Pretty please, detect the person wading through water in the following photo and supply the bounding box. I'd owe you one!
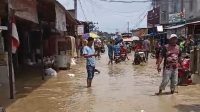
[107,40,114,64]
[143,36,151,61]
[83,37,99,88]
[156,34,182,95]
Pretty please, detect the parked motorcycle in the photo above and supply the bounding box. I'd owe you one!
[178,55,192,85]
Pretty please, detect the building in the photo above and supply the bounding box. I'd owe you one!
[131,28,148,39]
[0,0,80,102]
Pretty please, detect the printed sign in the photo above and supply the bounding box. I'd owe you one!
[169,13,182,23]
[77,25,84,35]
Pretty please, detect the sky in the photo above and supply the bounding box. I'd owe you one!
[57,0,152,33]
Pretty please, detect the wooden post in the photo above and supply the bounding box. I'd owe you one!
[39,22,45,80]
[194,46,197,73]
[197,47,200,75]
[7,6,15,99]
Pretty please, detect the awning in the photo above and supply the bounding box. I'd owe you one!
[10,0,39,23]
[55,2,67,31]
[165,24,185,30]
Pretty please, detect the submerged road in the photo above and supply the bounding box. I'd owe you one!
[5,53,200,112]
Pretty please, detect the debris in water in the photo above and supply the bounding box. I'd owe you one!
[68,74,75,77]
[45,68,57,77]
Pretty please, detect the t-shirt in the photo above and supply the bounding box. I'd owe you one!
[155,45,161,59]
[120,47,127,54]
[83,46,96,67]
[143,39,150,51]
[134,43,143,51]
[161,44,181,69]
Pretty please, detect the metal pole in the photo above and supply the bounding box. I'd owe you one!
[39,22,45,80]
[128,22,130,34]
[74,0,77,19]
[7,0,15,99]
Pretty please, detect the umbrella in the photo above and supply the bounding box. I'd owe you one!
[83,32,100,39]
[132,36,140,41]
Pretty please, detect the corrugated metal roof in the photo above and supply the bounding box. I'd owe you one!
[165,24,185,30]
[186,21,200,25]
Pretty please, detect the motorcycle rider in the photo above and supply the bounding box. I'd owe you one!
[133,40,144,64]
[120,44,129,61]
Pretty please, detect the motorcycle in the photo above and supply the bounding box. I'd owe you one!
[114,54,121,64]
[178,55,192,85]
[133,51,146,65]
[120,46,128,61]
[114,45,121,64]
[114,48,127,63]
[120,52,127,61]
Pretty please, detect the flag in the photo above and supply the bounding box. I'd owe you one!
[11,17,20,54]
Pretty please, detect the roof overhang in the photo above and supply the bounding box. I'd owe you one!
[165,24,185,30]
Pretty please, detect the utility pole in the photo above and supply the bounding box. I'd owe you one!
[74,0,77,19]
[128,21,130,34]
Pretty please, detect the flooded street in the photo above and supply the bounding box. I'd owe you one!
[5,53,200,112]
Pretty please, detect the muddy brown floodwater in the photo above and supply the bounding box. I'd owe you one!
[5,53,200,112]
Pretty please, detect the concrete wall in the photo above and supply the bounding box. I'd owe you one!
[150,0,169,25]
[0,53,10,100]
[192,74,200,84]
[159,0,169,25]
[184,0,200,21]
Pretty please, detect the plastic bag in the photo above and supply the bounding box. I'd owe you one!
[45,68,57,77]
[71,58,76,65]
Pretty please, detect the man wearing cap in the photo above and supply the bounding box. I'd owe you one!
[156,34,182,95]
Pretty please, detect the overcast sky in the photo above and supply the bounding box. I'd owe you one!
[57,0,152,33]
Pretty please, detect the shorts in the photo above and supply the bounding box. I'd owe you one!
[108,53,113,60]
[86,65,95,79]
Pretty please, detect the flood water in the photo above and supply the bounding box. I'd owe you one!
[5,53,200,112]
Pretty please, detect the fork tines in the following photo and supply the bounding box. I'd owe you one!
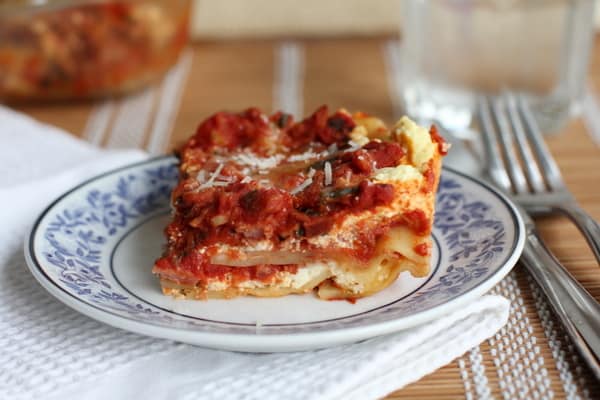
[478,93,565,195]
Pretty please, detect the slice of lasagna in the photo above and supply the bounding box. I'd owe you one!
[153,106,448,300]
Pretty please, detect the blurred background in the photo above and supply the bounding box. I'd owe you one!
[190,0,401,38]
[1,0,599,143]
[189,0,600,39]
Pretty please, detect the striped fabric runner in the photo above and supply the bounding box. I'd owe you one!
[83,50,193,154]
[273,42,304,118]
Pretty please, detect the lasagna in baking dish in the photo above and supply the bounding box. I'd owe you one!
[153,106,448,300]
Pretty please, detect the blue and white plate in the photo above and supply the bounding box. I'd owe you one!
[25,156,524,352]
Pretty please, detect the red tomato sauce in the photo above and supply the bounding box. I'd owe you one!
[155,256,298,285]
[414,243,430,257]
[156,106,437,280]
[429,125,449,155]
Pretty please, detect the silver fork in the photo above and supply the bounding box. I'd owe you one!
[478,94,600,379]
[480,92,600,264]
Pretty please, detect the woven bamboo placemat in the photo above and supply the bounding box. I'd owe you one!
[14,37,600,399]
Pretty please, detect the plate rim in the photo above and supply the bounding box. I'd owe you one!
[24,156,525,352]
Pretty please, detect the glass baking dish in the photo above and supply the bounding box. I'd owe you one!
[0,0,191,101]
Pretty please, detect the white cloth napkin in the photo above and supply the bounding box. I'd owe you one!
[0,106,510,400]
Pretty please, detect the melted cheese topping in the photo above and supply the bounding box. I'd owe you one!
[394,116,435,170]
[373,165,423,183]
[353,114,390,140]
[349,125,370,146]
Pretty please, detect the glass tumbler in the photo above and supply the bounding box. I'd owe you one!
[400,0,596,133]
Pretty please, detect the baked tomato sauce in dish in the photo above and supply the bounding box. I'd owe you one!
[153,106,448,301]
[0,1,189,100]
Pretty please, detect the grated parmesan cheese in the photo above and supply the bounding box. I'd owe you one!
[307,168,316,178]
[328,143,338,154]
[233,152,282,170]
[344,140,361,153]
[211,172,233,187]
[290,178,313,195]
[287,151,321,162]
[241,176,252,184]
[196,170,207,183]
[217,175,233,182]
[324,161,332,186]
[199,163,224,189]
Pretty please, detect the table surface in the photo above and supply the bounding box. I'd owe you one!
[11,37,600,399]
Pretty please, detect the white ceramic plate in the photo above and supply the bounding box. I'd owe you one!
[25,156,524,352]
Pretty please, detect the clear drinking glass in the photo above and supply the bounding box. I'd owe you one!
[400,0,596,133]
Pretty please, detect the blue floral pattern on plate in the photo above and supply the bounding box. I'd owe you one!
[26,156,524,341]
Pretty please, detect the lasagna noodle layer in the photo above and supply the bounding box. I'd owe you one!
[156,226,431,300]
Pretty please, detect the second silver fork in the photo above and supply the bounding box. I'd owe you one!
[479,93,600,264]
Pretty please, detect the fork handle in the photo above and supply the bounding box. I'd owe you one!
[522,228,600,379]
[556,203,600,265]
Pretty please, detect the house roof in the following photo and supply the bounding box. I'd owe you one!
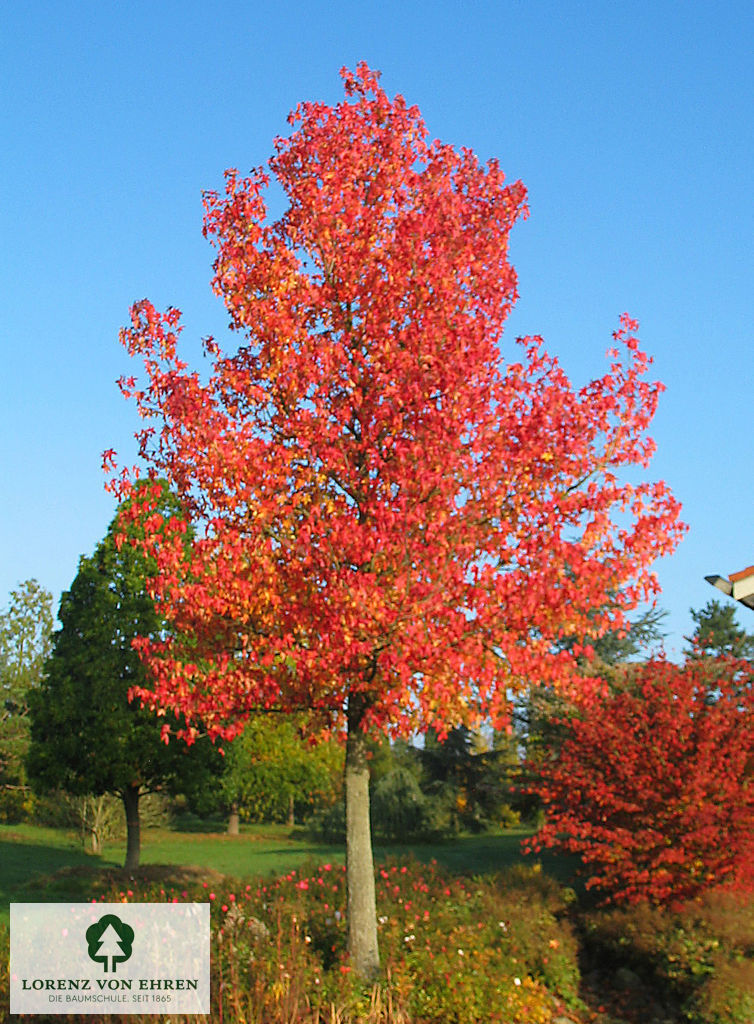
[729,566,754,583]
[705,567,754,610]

• Brief:
Pictures in the records above should not be copied. Repeat everything else exactly.

• Answer space:
Pretty please, detect the person wading through water in the following photo and supply the bounding box. I'd owe you one!
[107,40,114,64]
[143,36,151,61]
[83,37,99,88]
[156,34,182,95]
Pretty please, detect the parked motorcycle in the photo above and supply the bounding box. I'd owe you one!
[178,55,192,85]
Pretty please, detect the building in the photo above and supply the bounding box. I'd owe you one!
[131,28,148,39]
[0,0,80,102]
Pretty please, detect the printed sign in the photo above and supply the bounding box. I'd owe you one!
[169,13,182,23]
[77,25,84,35]
Pretty please, detect the sky in the photo above and supply the bounding box. I'd owe you one!
[57,0,152,33]
Pretty please, detect the wooden post in the photo above and supply the bounding box. I'd owe you one!
[39,22,45,80]
[194,46,197,73]
[197,47,200,75]
[7,6,15,99]
Pretty please, detect the awning in the photo above and supply the bounding box. I'd owe you one!
[10,0,39,23]
[55,2,67,31]
[165,24,185,30]
Pretty please, detect the submerged road in the photo above and supply the bounding box. I'd owe you one!
[5,53,200,112]
Pretty please, detect the debris in water in the photo above and supply the bounding box. I'd owe you one!
[68,74,75,77]
[45,68,57,77]
Pretty please, detect the t-shirt in the photo above and supply the bounding box. I'd owe you one!
[155,45,161,59]
[120,47,127,54]
[83,46,96,67]
[143,39,150,51]
[134,43,143,51]
[161,44,181,69]
Pretty please, detect the metal pole in the photo above and supply the bounding box. I'd owe you one!
[39,22,45,80]
[128,22,130,34]
[74,0,77,19]
[7,0,15,99]
Pretty please, detect the umbrella in the photo above and supply the bounding box. I'd owe you one!
[83,32,100,39]
[132,36,140,41]
Pretty please, detect the corrugated metal roof in the photo above and supply the bounding box. I'd owe you one!
[165,24,185,30]
[186,21,200,25]
Pretty please, detect the motorcycle rider in the photo above and supply the bounding box. I'd owe you one!
[133,40,144,64]
[120,44,129,61]
Pretty please, detect the motorcycle in the photo above and supply the bounding box. I'd owe you one!
[114,54,121,64]
[178,55,192,85]
[133,51,146,65]
[120,46,128,61]
[114,45,121,64]
[114,48,127,63]
[120,52,127,61]
Pretty please, detect the flag in the photo above and supply the bounding box. I'd owe you one!
[11,17,20,54]
Pretty please, detect the roof overhang in the photo above and supply the bounding box. I'd owe you one!
[165,24,185,30]
Pretty please, detect the utility pole in the photo above and supply the bounding box. I'd owe you one!
[74,0,77,19]
[128,21,130,34]
Pretty please, detect the flooded street in the photo above and supply the bounding box. I'd owe you one!
[5,53,200,112]
Pretty please, detect the muddy brown floodwater in the photo above and supply the bounding box. I'd owe you one!
[5,53,200,112]
Pretty please, detect the concrete wall in the photo above and supply the bounding box. I'd owe you one!
[150,0,169,25]
[0,53,10,100]
[192,74,200,84]
[159,0,169,25]
[184,0,200,21]
Pretty please, detect the plastic bag in the photo above and supply the bounding box. I'd owe you one!
[45,68,57,77]
[71,58,76,65]
Pretty please, detect the man wearing cap in the photo above and supply the bounding box. I'd owe you one!
[156,34,182,95]
Pretty please, detect the overcast sky in the photo above and supply the bounding box. I'd owe you one!
[57,0,152,33]
Pretty please, detect the shorts in the photo above and supply the bounding box. I'd owe you one!
[108,53,113,60]
[86,65,95,79]
Pretty please, detect the flood water in the photo above and supply the bounding box. I'd owe you one!
[5,53,200,112]
Pretty please, detect the fork tines in the following photo and supply the bounding box. I'd owe you one!
[478,93,565,195]
Pretty please, detect the slice of lasagna in the photo above and supply the bounding box. I'd owe you one!
[153,106,448,300]
Pretty please, detect the blurred background in the photo above and supply the bounding box. I'd owe you one!
[190,0,401,38]
[1,0,599,143]
[189,0,600,39]
Pretty please, detect the striped fabric runner in the photo above and supply the bounding box. I'd owe you one!
[83,50,193,154]
[273,42,304,118]
Pretty please, detect the lasagna in baking dish in the photo above and supply the bounding box. I'd owe you one!
[153,106,448,300]
Pretty please, detect the blue and white plate in the photo above and supply the bounding box. I'd owe you one!
[25,156,524,352]
Pretty please, detect the red tomato sauce in the photo above and supply the bounding box. I'd owe you one!
[155,256,298,285]
[414,243,430,257]
[156,106,437,280]
[429,125,449,155]
Pretty please, detect the silver fork in the photo above and supply the bounding box. I'd owe you one!
[478,94,600,379]
[480,92,600,264]
Pretty please, detect the woven bamboo placemat in the photo above and supply the bounding box. I'd owe you one!
[14,37,600,399]
Pretty please, detect the plate rim in the photo above and supply the bounding box. I'd owe you one!
[24,156,525,352]
Pretty please, detect the glass baking dish in the photo above and supply the bounding box. I'd owe you one!
[0,0,191,101]
Pretty please, detect the white cloth napkin in the photo above and supply the bounding box. I'd owe you one!
[0,106,510,400]
Pretty please, detect the melted cheese topping in the photo above and supply the bounding box. I'd owe you one!
[394,116,435,170]
[373,165,423,183]
[353,114,390,140]
[349,125,370,146]
Pretty please, detect the glass tumbler in the photo above and supply the bounding box. I'd owe you one!
[400,0,596,133]
Pretty please, detect the baked tomato sauce in dish in the photo above and supply the bounding box. I'd owe you one!
[153,106,448,301]
[0,1,189,100]
Pretty please, detect the grated parmesan cheese in the photo above and supply the bounding box. I'd owe you one!
[307,168,316,178]
[328,143,338,154]
[233,152,282,170]
[344,140,361,153]
[211,172,233,187]
[290,178,313,195]
[287,151,321,162]
[241,176,252,184]
[196,170,207,183]
[217,175,233,182]
[324,161,332,186]
[199,163,224,189]
Pretty please, detect the table surface in the photo above and supply the bounding box. I'd owe you one!
[11,37,600,399]
Pretty please, detect the white ceramic plate in the photo above and supply the bounding box. I'd owe you one!
[25,156,524,352]
Pretty please, detect the clear drinking glass in the photo above and supply the bounding box. I'd owe you one!
[400,0,596,133]
Pretty please, detect the blue floral pattern on plate in the photo above and supply the bounding box. I'd owe you one!
[26,156,524,341]
Pretty please, detect the lasagna noodle layer in the photo above and supply the bounding box. I'd owe you one!
[156,226,431,300]
Pretty please, detect the second silver fork in the photo above and supply the bounding box. I'd owe you one!
[479,93,600,264]
Pretty please, detect the fork handle in the photo above and supply the bounding box. I'd owe you one!
[522,228,600,379]
[556,203,600,265]
Pretty please, detect the house roof in the following photo and supply the bounding box. I'd owe you one!
[729,566,754,583]
[705,567,754,610]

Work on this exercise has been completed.